GOAL OF THE EXERCISE: Copy the data below, swapping every "job ticket" for "work order" and leaving all else unchanged.

EXERCISE DATA:
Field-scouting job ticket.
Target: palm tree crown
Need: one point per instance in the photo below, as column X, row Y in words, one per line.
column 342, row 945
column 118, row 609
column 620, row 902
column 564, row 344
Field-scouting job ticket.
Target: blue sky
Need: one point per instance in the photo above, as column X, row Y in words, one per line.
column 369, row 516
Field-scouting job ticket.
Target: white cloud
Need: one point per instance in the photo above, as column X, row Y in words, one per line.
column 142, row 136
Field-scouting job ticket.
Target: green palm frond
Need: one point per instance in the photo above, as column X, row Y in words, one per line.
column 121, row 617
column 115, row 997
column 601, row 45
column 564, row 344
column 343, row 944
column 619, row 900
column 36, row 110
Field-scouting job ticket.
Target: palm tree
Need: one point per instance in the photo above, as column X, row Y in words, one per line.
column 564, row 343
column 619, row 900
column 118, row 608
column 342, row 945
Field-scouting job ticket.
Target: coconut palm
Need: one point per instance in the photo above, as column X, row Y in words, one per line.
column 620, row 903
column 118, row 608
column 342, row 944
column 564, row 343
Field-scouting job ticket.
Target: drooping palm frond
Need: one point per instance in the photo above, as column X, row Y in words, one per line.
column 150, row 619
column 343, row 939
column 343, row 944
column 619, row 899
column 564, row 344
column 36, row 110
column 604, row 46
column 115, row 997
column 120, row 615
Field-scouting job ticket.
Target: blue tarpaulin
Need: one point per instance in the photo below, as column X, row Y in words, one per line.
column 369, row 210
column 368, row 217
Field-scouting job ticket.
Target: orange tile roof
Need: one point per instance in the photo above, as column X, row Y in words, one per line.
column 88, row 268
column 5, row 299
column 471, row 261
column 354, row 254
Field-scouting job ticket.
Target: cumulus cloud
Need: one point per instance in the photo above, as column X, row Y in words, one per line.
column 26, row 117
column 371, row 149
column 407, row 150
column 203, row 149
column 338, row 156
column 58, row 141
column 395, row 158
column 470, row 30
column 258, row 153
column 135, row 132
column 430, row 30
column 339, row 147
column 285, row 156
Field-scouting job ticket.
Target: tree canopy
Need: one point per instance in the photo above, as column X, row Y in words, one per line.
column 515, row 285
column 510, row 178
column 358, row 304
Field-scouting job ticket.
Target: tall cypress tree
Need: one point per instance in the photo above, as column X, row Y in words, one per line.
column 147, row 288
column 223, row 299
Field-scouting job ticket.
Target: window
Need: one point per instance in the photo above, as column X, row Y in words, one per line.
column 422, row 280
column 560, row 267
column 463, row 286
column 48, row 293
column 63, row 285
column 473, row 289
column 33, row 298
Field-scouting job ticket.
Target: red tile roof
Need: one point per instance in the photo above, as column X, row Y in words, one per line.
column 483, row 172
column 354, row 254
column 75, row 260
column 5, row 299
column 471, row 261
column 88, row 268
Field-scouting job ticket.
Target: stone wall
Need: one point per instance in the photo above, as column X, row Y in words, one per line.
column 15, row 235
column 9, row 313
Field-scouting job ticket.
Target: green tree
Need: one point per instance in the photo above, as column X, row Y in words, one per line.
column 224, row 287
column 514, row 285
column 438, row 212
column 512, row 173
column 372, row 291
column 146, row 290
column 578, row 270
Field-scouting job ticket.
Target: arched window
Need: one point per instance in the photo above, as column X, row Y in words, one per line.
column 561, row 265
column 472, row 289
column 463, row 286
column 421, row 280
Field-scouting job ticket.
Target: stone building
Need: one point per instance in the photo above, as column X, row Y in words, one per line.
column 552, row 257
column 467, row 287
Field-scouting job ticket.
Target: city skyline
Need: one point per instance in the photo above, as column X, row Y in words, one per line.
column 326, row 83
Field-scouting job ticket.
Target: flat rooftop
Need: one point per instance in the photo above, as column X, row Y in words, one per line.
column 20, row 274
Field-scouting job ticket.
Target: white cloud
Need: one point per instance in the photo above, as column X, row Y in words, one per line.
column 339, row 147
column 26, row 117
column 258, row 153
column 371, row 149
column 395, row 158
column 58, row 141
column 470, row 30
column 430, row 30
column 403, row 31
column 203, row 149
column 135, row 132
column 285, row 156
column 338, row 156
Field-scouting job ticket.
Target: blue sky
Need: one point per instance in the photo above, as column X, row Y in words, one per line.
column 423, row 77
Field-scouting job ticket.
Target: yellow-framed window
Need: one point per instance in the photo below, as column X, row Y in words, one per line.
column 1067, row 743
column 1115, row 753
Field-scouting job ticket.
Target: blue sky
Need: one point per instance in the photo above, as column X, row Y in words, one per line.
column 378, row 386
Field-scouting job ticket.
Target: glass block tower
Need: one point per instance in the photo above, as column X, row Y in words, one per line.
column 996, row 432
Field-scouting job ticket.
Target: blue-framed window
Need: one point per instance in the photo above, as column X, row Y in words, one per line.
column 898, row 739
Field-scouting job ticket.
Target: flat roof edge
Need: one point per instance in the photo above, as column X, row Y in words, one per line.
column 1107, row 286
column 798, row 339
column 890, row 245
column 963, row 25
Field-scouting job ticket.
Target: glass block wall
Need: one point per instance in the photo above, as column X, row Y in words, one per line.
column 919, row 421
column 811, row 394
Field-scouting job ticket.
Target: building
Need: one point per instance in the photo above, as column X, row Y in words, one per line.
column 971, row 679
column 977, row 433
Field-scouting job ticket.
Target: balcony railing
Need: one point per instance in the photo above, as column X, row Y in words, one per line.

RESULT BELOW:
Field-scouting work order.
Target: palm tree crown
Need: one point per instance in the photo below, as column X, row Y in words, one per line.
column 342, row 945
column 118, row 609
column 620, row 902
column 564, row 344
Field-scouting work order.
Target: blue sky
Need: one point per instance in the photo above, as column X, row Y in words, one per line.
column 369, row 516
Field-scouting work order.
Target: white cloud
Need: one point per instance in the photo above, as column X, row Y in words, one per line.
column 142, row 136
Field-scouting work order.
Target: green palm frond
Need: one point per instance in the photo above, as column X, row Y in words, one per line.
column 121, row 617
column 115, row 997
column 601, row 45
column 564, row 344
column 343, row 944
column 619, row 900
column 36, row 110
Field-scouting work order.
Target: palm tree
Need: one point per instance in the photo above, as column X, row Y in words, one per line.
column 564, row 343
column 619, row 900
column 118, row 608
column 342, row 945
Field-scouting work order.
Target: coconut palm
Need: one point per instance in the photo above, as column X, row Y in words, one per line.
column 620, row 903
column 118, row 608
column 342, row 944
column 564, row 343
Field-scouting work order.
Target: drooping palm frond
Need: one point per instance in the photo above, as column X, row Y in words, one per line.
column 150, row 619
column 343, row 939
column 343, row 944
column 619, row 899
column 564, row 344
column 36, row 110
column 604, row 46
column 115, row 997
column 120, row 615
Field-scouting work order.
Target: blue tarpaulin
Need: one point per instance in the photo below, as column X, row Y in words, one per line.
column 369, row 210
column 368, row 217
Field-scouting work order.
Target: orange tile roof
Need: one point per instance in the photo above, as column X, row Y in words, one per line.
column 88, row 268
column 5, row 299
column 471, row 261
column 354, row 254
Field-scouting work order.
Target: cumulus cloud
Need: one point per instance in the photo above, as column X, row Y in words, one per line.
column 26, row 117
column 371, row 149
column 407, row 150
column 203, row 149
column 338, row 156
column 58, row 141
column 395, row 158
column 470, row 30
column 258, row 153
column 135, row 132
column 430, row 30
column 339, row 147
column 285, row 156
Field-scouting work order.
Target: tree canopy
Need: one point per instance in the photo above, as column X, row Y in words, one per line.
column 515, row 285
column 510, row 178
column 358, row 304
Field-scouting work order.
Target: tall cypress tree
Need: one point per instance in the photo above, as column X, row Y in words, one per line.
column 147, row 288
column 223, row 299
Field-scouting work order.
Target: window
Need: one point per instance in the photo above, as column X, row Y in words, one per line.
column 422, row 280
column 560, row 267
column 463, row 286
column 48, row 293
column 63, row 285
column 473, row 289
column 33, row 298
Field-scouting work order.
Target: red tile roof
Need: one point per instance in the photo above, as column X, row Y in words, one per line.
column 483, row 172
column 354, row 254
column 75, row 260
column 5, row 299
column 471, row 261
column 88, row 268
Field-scouting work order.
Target: stone wall
Need: one point per instance in the photo above, as column X, row Y in words, one per line.
column 15, row 235
column 9, row 313
Field-scouting work order.
Target: green tree
Need: one point per instance in the photo above, as column X, row Y in words, one per line.
column 224, row 287
column 514, row 285
column 438, row 212
column 512, row 173
column 372, row 291
column 146, row 290
column 578, row 270
Field-scouting work order.
Target: arched window
Need: one point per instance in the photo above, as column X, row Y in words, one per line.
column 561, row 265
column 472, row 289
column 463, row 286
column 421, row 280
Field-scouting work order.
Target: stone building
Need: one point per instance in the photo above, as column X, row Y in words, one per line.
column 552, row 257
column 467, row 287
Field-scouting work order.
Target: city skyline
Need: one point per instance in the photo above, as column X, row Y in words, one per line.
column 326, row 83
Field-scouting work order.
Target: flat rooftop
Need: one point per instance in the photo above, as column X, row Y in words, one per line.
column 20, row 274
Field-scouting work order.
Target: white cloud
Need: one point per instance in the photo above, as column X, row Y in words, one per line.
column 339, row 147
column 26, row 117
column 258, row 153
column 371, row 149
column 395, row 158
column 58, row 141
column 470, row 30
column 430, row 30
column 403, row 31
column 203, row 149
column 135, row 132
column 285, row 156
column 338, row 156
Field-scouting work order.
Target: blue sky
Need: one point per instance in the photo above, as column X, row Y in words, one per line.
column 423, row 77
Field-scouting work order.
Target: yellow-framed window
Need: one point per instance in the photo below, as column X, row Y in words, one per line.
column 1067, row 743
column 1115, row 753
Field-scouting work order.
Target: blue sky
Need: one point per instance in the photo above, as column X, row Y in words, one per line.
column 378, row 386
Field-scouting work order.
Target: glass block tower
Need: one point per instance in the photo above, as column X, row Y in words, one per line.
column 996, row 432
Field-scouting work order.
Target: blue-framed window
Need: one point per instance in the photo above, as column X, row Y in words, one per line.
column 898, row 739
Field-scouting work order.
Target: flat roof edge
Need: one point per instance in the photo above, as column X, row Y in words, one per line.
column 1107, row 286
column 798, row 339
column 890, row 245
column 963, row 25
Field-scouting work order.
Target: glass block wall
Need: one point per instance in the photo above, as column X, row Y in words, one per line.
column 919, row 421
column 811, row 394
Field-scouting work order.
Target: building
Need: one point per instance in the photo above, as column X, row Y in words, one per line.
column 971, row 679
column 977, row 433
Field-scouting work order.
Target: balcony railing
Need: one point per instance in the photo above, as column X, row Y in words, one per line.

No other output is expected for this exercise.